» **Supplied records**:
------------

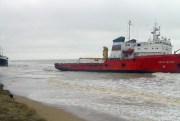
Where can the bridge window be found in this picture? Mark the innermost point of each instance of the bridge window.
(138, 44)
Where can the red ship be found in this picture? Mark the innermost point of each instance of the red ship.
(132, 57)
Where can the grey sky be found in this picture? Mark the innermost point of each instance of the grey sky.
(56, 29)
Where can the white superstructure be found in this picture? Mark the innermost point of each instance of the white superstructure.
(157, 46)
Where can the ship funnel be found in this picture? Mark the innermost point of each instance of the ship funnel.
(105, 53)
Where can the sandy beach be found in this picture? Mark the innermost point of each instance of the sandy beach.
(16, 108)
(47, 112)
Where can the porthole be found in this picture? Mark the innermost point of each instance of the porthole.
(178, 65)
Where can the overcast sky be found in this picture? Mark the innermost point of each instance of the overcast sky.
(60, 29)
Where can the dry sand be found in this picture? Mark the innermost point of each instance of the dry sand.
(47, 112)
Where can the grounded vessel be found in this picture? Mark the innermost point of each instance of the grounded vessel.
(131, 56)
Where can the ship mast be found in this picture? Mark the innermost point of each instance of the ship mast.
(129, 23)
(155, 35)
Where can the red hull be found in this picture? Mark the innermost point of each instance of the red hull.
(139, 64)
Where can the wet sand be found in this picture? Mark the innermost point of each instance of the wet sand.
(47, 112)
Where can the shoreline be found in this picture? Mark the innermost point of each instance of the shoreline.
(47, 112)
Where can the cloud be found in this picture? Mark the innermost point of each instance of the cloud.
(76, 27)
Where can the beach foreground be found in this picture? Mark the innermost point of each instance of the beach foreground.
(16, 108)
(47, 112)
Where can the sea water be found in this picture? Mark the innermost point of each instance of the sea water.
(96, 96)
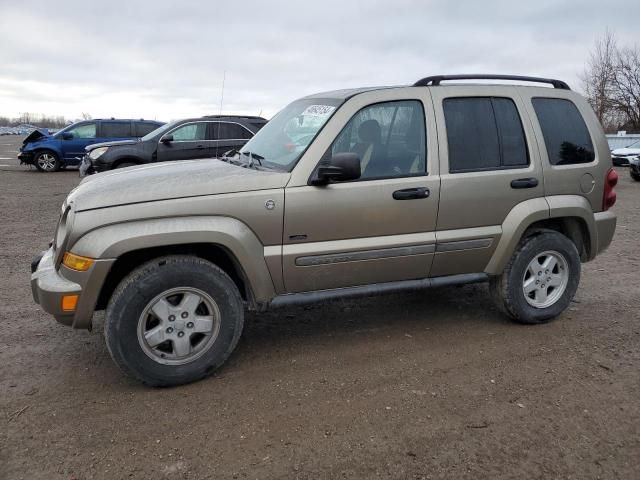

------------

» **The problem**:
Can you rewrite all the rows above as a numbered list with no blank lines and without the pictures?

» **Answer in full**:
1. Where can the bridge window be found in this picture? Mark the innermost point of each instance of the bridge window.
2. (138, 44)
3. Where can the red ship be found in this picture? Mark the innermost point of each instance of the red ship.
4. (132, 57)
5. Where can the grey sky be found in this picture? Mark the innermost point of each instance of the grey sky.
6. (56, 29)
7. Where can the white superstructure be found in this picture? Mark the innermost point of each instance of the white superstructure.
8. (157, 46)
9. Where can the ship funnel be found in this picture? Mark the innermost point of each instance of the ship funnel.
10. (105, 53)
11. Where can the sandy beach be found in this picture? Mark the innermost point of each instance of the sandy beach.
12. (16, 108)
13. (47, 112)
14. Where can the porthole be found in this picture? Mark the innermost point of each instance of the porthole.
15. (178, 65)
16. Where can the overcast sky be found in this picture? Mark the innermost point of each instance of the overcast sky.
17. (60, 29)
18. Where can the dry sand be found in this picture? Mark the innermost point of each instance of the dry sand.
19. (47, 112)
20. Where can the grounded vessel be found in this picture? Mark the innermost point of each instance of the grounded vessel.
21. (131, 56)
22. Where can the ship mast be found in this picture? Mark the innermost point of each instance of the ship mast.
23. (129, 23)
24. (155, 35)
25. Where can the red hull be found in this picture? Mark the innermost point of each instance of the red hull.
26. (139, 64)
27. Where can the wet sand be found in this picture? Mark the innermost point of each instance of the wet sand.
28. (47, 112)
29. Where can the shoreline be found in this picture? Mark the innermost point of each instance of the shoreline.
30. (47, 112)
31. Where can the cloud be found in this picture? Mark the innermost point of each instance of the cloud.
32. (76, 27)
33. Where can the beach foreground be found in this picture? Mark the innermost point of each instance of the beach foreground.
34. (16, 108)
35. (47, 112)
36. Where can the sea water be found in this picture? Mark the innermost point of each instance of the sea water.
37. (96, 96)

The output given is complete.